_本文_:

作家司馬の対談相手は大阪大学元学長の医学者山村、
何十年か後の将来、日本人の会話能力に関する研究が成されるとしたら、本書は20世紀の日本人の会話の良い見本として採用されて然るべき、
本書に記録された会話の見事さの対極にあるのが次の二つである、
昨今の日本のテレビはトーク番組が主流、大勢が集まって討論する番組も一定の支持を集めているようだが、あれらは決して「ディベート」とは呼べない、参加者が自身の意見を一方的に述べているか、お互いに揚げ足取りに終始するかであり、1対1の議論になったときの日本人の脆弱さを助長しているのではないかとも思う、
もう一つがすでに日本人男性の主流になりつつあるいわゆる「オタク」の会話である、おれはAを読んだ、私はBを読んだ、僕ははCを読んだ、と一種の独り言の繰り返しでお互いを慰撫しあうような会話のことである、
両者に共通するのが「聞き下手」である、人の話を聞くよりも自身が話すことばかりが優先される人格の氾濫は誰にとってもじつに不幸な現象であろう、
あんな話し上手の人はいない、とみんなに誉められる人が、実は本人はさっぱり話さずに熱心に人の話を聞き続けられる人だった、という笑い話を思い出させる本です、
範囲は多岐にわたるが、書かれた議論のほとんどは今でも燻ぶっている。いわば根本に近いものだ。最近の上っ面だけを眺めた繰り返しばかりの議論ではなく、結局の所という側へ視線が向いている。その点で古い本だからあまり価値がないということはこの本にはありえない。

_提示資料_:

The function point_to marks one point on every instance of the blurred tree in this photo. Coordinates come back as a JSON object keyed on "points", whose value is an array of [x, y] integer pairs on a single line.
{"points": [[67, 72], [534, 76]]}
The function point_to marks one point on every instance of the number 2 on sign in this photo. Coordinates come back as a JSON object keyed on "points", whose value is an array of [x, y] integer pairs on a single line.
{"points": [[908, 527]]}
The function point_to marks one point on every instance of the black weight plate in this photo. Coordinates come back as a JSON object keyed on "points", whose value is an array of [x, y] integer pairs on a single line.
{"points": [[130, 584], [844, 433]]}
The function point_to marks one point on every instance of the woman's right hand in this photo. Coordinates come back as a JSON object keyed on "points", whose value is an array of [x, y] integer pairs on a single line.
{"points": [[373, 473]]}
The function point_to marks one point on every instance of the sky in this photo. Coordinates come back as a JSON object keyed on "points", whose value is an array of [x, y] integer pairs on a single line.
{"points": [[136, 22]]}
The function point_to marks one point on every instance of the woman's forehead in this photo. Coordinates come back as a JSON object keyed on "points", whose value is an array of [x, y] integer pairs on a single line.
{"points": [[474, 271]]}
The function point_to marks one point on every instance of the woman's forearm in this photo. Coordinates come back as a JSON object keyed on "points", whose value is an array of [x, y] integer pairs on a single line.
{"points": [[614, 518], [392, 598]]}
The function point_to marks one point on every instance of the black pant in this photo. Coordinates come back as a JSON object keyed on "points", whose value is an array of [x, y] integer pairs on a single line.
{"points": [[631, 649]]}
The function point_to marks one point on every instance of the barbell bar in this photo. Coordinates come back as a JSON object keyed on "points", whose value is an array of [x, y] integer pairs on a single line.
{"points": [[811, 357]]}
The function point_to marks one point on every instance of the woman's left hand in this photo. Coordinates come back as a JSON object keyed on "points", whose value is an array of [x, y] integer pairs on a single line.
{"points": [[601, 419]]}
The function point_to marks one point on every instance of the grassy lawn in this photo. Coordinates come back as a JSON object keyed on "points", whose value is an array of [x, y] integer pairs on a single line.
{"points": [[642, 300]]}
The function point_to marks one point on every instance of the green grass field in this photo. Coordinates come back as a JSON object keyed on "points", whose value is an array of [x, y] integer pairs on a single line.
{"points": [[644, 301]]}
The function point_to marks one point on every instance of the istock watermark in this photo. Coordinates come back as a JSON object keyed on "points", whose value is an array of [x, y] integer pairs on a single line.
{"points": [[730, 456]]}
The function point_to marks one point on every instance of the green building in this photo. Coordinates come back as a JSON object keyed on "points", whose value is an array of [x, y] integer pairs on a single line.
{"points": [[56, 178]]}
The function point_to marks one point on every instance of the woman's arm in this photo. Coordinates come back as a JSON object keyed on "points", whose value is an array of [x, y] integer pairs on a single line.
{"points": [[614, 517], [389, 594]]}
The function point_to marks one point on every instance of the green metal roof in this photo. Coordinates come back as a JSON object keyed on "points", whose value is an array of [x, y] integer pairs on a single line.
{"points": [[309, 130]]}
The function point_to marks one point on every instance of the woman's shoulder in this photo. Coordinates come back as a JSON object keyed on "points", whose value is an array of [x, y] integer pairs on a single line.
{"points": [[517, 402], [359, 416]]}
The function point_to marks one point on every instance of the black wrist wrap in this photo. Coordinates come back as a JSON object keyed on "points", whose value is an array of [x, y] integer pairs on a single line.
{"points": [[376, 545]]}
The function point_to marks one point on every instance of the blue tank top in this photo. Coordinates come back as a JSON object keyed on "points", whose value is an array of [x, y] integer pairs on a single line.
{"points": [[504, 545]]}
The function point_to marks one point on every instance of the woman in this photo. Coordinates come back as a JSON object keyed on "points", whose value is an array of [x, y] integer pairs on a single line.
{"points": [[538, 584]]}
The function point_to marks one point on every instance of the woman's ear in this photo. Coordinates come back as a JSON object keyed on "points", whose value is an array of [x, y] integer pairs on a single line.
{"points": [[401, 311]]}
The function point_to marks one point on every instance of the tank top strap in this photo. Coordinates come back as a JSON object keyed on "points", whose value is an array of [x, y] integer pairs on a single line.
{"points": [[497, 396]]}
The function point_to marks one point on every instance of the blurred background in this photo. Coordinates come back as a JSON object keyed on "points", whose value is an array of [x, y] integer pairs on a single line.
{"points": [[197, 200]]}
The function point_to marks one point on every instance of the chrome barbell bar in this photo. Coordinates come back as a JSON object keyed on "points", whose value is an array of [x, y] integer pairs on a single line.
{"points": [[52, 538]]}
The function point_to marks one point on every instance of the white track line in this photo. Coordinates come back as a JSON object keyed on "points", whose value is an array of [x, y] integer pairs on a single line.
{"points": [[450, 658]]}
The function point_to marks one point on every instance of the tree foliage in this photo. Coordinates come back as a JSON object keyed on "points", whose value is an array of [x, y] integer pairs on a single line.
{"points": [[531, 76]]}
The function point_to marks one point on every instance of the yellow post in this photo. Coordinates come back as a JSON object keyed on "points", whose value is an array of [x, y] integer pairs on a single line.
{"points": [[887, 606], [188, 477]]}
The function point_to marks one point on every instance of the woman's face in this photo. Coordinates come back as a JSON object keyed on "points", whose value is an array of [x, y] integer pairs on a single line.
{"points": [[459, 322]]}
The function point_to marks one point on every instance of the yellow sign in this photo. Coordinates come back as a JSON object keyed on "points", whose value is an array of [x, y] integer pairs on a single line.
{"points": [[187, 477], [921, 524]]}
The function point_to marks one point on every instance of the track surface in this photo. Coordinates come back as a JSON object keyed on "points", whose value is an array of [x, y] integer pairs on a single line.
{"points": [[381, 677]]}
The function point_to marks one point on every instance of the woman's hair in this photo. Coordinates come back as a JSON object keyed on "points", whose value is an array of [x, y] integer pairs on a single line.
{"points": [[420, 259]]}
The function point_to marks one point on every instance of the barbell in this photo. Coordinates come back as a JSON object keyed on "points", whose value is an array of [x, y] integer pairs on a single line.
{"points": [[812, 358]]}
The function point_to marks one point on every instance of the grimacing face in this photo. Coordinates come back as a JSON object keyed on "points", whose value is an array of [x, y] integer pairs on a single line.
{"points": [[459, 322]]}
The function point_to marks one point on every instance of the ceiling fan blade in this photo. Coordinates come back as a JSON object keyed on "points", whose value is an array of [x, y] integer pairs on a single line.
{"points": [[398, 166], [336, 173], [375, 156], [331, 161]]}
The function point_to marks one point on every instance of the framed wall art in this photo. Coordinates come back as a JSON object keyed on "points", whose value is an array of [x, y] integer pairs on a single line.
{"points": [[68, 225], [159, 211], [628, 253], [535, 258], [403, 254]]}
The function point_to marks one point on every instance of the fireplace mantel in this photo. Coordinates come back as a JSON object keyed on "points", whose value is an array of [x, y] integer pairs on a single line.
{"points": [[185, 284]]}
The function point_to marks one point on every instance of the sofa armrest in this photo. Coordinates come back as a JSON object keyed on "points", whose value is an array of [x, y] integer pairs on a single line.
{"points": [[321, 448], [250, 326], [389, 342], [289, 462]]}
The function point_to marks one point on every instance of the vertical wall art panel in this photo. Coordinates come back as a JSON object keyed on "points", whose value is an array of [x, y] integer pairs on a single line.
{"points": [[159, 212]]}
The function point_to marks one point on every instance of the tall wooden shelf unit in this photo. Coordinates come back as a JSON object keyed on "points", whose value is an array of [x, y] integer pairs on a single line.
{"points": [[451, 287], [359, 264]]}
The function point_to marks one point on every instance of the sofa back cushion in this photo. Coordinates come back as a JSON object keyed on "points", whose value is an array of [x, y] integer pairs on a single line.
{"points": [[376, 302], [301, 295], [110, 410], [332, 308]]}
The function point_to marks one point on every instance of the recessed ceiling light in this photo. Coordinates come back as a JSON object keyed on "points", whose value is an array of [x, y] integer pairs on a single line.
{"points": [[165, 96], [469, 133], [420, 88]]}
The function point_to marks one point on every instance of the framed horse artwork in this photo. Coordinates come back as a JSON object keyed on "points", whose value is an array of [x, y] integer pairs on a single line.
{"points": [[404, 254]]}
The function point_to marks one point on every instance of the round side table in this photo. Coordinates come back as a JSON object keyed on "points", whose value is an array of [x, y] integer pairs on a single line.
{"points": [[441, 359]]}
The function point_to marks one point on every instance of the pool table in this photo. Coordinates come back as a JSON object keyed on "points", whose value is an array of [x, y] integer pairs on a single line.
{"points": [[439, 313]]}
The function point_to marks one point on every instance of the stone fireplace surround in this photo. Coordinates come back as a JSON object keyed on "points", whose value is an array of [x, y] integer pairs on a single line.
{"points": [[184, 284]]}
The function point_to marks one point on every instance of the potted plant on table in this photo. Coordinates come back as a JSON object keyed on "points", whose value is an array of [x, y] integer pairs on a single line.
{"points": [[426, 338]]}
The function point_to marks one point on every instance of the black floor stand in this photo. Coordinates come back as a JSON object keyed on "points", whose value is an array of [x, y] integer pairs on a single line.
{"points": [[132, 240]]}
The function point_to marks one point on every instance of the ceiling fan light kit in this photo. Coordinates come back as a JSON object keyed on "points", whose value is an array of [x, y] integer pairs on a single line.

_設問_:
(a) 対談本の書評から、「作家司馬の対談相手は大阪大学元学長の医学者山村、」で始まり「ことはこの本にはありえない。」までの部分をそのまま書き写してください。
(b) 対談本の書評を読んで、次の質問に答えてください。
(i) 作家司馬の対談相手は、どんな肩書きの人ですか。
(ii) 本書の会話の対極にあるとされる二つに共通するものは何ですか。
(iii) 「オタク」の会話は、何の繰り返しでお互いを慰撫しあう会話だと書かれていますか。

_解答_:
(a)
作家司馬の対談相手は大阪大学元学長の医学者山村、
何十年か後の将来、日本人の会話能力に関する研究が成されるとしたら、本書は20世紀の日本人の会話の良い見本として採用されて然るべき、
本書に記録された会話の見事さの対極にあるのが次の二つである、
昨今の日本のテレビはトーク番組が主流、大勢が集まって討論する番組も一定の支持を集めているようだが、あれらは決して「ディベート」とは呼べない、参加者が自身の意見を一方的に述べているか、お互いに揚げ足取りに終始するかであり、1対1の議論になったときの日本人の脆弱さを助長しているのではないかとも思う、
もう一つがすでに日本人男性の主流になりつつあるいわゆる「オタク」の会話である、おれはAを読んだ、私はBを読んだ、僕ははCを読んだ、と一種の独り言の繰り返しでお互いを慰撫しあうような会話のことである、
両者に共通するのが「聞き下手」である、人の話を聞くよりも自身が話すことばかりが優先される人格の氾濫は誰にとってもじつに不幸な現象であろう、
あんな話し上手の人はいない、とみんなに誉められる人が、実は本人はさっぱり話さずに熱心に人の話を聞き続けられる人だった、という笑い話を思い出させる本です、
範囲は多岐にわたるが、書かれた議論のほとんどは今でも燻ぶっている。いわば根本に近いものだ。最近の上っ面だけを眺めた繰り返しばかりの議論ではなく、結局の所という側へ視線が向いている。その点で古い本だからあまり価値がないということはこの本にはありえない。

(b)
(i) 大阪大学元学長の医学者(山村)
(ii) 「聞き下手」
(iii) 一種の独り言の繰り返し